→ **Work to do**:
Gather each line of the records that contains the string "surface", and copy those lines out in order.

********

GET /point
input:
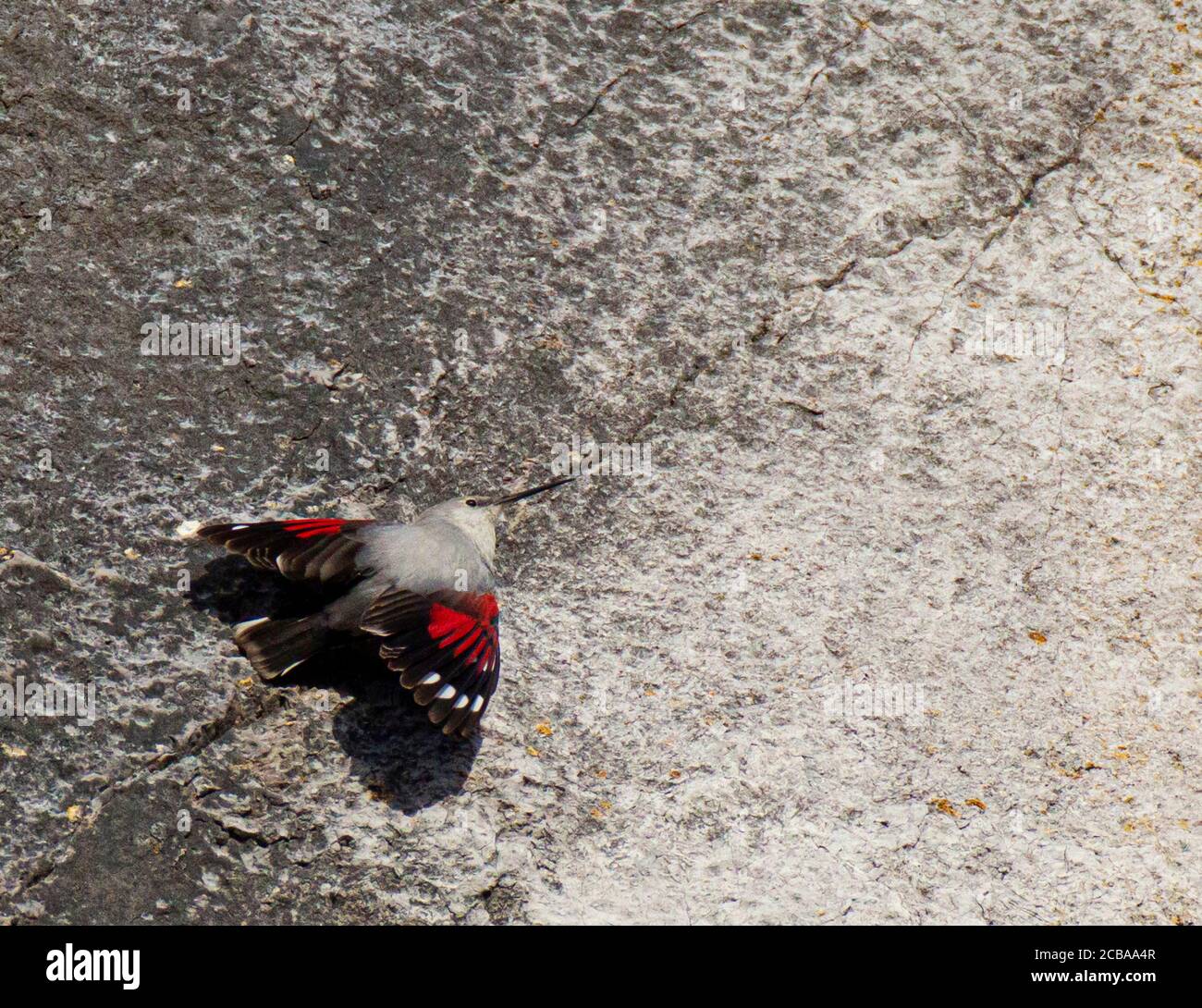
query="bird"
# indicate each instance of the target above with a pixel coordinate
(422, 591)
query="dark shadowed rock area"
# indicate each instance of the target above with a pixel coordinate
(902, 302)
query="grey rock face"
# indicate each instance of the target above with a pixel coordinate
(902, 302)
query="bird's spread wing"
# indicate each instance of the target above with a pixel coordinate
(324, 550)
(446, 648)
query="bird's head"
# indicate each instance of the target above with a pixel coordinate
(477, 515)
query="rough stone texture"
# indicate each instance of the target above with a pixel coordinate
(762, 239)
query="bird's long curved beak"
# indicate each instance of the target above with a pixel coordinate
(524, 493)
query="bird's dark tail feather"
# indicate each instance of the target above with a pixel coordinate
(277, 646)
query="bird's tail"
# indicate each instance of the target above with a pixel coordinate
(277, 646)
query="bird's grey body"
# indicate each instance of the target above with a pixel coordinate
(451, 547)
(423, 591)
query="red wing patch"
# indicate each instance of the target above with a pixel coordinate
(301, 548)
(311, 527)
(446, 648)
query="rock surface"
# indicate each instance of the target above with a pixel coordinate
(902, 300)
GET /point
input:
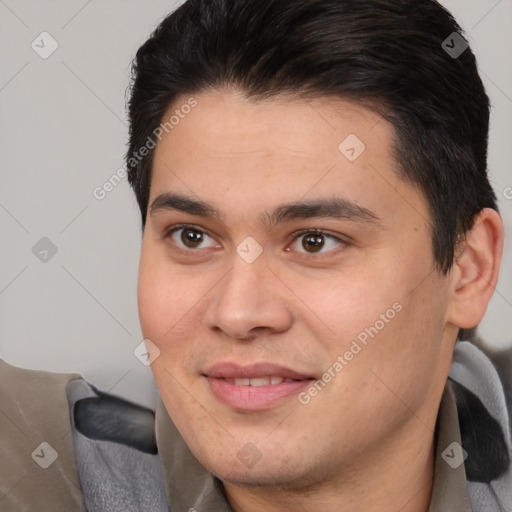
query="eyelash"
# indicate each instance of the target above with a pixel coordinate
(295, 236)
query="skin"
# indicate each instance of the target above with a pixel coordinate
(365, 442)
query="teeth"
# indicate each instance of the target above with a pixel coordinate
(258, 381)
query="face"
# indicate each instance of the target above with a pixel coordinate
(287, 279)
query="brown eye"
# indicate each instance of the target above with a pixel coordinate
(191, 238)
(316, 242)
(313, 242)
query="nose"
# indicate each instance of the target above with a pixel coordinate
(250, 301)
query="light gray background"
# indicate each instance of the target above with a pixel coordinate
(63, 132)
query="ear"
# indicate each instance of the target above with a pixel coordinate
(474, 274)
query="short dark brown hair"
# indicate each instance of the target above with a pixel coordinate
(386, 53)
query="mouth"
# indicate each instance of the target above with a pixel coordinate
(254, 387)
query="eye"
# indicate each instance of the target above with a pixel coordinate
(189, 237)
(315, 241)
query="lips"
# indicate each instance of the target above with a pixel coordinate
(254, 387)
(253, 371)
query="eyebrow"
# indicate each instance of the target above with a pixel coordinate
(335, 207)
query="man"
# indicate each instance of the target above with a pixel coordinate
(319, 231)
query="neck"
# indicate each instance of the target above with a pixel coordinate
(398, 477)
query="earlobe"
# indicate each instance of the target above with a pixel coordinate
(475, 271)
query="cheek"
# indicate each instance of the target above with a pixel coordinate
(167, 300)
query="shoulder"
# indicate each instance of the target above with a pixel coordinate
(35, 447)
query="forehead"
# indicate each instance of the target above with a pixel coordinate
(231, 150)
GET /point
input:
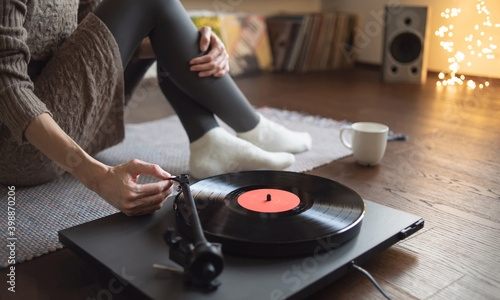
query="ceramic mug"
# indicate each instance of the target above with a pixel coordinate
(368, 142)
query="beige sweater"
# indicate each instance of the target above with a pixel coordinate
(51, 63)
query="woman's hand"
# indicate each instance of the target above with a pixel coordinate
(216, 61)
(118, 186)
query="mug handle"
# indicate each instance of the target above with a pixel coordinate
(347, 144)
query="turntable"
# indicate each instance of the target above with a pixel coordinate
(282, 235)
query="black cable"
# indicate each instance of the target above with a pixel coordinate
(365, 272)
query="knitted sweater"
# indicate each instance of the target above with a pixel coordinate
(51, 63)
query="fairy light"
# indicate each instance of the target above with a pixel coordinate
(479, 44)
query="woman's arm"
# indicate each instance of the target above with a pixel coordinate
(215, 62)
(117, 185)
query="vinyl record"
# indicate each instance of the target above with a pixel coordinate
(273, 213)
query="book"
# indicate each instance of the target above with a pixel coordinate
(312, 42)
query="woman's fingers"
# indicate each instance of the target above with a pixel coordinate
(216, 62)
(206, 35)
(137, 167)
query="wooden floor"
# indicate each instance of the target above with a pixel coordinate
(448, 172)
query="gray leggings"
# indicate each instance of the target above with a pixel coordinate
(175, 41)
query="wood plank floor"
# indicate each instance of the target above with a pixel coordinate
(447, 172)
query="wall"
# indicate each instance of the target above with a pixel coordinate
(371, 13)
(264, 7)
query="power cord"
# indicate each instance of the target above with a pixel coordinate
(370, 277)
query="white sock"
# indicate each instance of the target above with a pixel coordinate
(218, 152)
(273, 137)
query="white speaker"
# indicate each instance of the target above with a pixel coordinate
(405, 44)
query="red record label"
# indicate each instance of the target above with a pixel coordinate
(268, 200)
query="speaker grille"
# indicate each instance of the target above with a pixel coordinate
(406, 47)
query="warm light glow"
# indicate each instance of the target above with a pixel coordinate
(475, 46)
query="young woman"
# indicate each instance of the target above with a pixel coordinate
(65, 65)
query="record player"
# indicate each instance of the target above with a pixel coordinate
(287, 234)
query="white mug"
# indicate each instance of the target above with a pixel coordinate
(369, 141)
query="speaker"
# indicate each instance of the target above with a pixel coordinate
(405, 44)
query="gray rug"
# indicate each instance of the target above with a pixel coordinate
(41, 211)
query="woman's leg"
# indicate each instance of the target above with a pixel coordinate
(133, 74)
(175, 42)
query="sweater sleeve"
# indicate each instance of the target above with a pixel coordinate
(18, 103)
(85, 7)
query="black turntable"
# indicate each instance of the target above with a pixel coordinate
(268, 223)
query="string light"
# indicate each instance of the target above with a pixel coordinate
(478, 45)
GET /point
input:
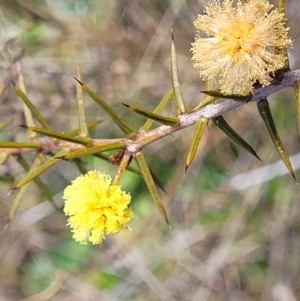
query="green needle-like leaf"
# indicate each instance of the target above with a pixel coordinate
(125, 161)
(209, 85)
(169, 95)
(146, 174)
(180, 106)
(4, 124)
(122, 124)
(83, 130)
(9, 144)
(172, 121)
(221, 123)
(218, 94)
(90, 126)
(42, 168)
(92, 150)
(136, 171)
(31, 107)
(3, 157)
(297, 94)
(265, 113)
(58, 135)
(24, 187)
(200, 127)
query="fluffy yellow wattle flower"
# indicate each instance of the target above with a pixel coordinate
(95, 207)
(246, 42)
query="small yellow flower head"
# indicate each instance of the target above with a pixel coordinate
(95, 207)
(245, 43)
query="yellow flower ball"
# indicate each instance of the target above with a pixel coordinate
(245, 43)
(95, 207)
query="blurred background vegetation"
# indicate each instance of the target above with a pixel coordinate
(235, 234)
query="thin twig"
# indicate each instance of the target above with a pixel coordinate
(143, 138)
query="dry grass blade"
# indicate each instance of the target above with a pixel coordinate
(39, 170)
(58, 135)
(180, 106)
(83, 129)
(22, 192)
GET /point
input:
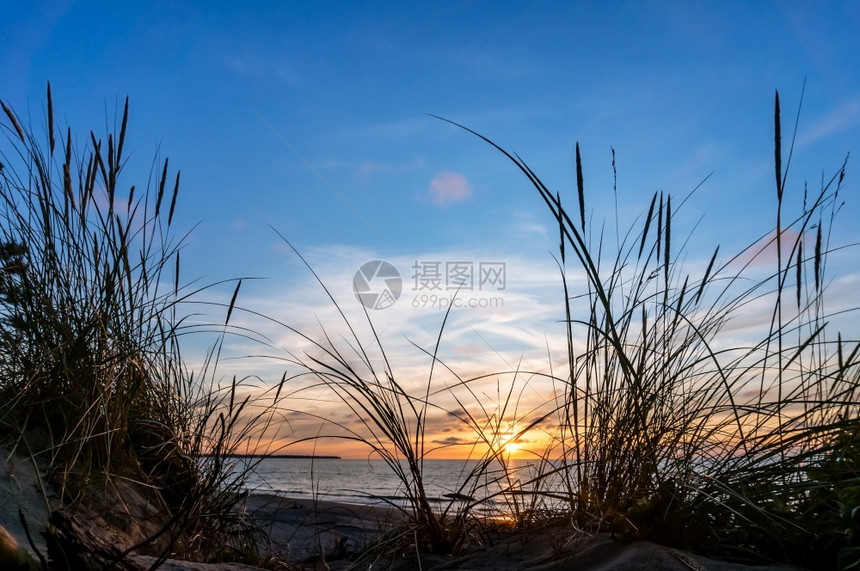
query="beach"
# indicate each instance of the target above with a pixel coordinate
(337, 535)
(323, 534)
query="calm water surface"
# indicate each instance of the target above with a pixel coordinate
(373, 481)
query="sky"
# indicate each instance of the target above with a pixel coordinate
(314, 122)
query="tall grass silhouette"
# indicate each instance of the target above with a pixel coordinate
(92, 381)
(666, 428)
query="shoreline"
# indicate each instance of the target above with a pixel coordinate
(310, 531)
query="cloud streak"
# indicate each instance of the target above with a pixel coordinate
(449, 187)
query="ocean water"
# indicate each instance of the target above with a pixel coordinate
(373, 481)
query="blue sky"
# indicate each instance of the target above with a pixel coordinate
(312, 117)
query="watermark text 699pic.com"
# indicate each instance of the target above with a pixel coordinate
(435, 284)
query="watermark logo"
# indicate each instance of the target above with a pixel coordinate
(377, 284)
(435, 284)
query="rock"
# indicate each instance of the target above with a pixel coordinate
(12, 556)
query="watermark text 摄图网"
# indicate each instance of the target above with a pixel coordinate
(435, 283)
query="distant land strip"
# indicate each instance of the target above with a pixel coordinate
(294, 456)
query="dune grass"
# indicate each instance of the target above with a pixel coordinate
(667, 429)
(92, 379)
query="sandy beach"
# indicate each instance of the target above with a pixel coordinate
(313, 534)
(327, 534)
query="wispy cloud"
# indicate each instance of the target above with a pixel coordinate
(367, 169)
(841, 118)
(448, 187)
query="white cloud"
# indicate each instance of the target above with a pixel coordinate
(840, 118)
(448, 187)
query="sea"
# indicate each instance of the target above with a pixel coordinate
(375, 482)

********

→ **Answer to this task**:
query="rock surface"
query="calm water surface"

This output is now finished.